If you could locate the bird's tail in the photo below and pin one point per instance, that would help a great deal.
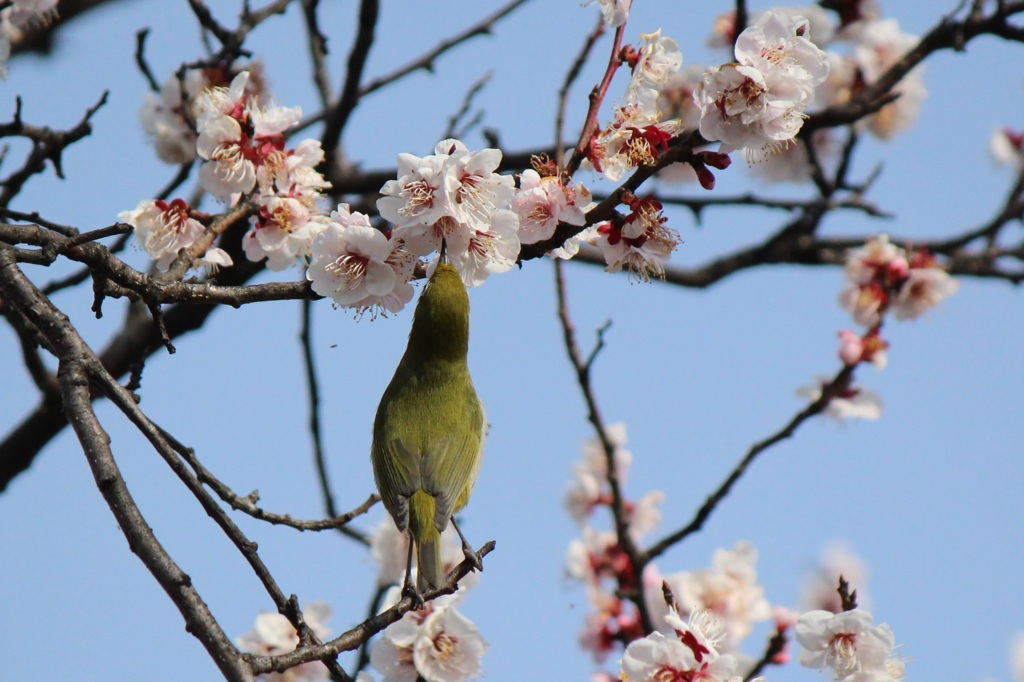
(430, 572)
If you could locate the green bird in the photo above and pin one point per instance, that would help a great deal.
(429, 430)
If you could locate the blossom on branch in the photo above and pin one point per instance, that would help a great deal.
(357, 266)
(849, 643)
(274, 635)
(879, 46)
(543, 202)
(728, 589)
(640, 242)
(455, 196)
(850, 402)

-*-

[Task] Write down only the closing run of lines: the one containing "If you could locate the green" and every line after it to the end of the entries, exactly.

[Response to the task]
If you could locate the green bird in the photo above and pin one point per instance, that would help a great deal.
(429, 430)
If you could locate the blossom on branch in the photo above and pin one point per instance, that would help a great deal.
(357, 266)
(849, 643)
(274, 635)
(879, 46)
(543, 202)
(728, 589)
(640, 242)
(455, 196)
(850, 402)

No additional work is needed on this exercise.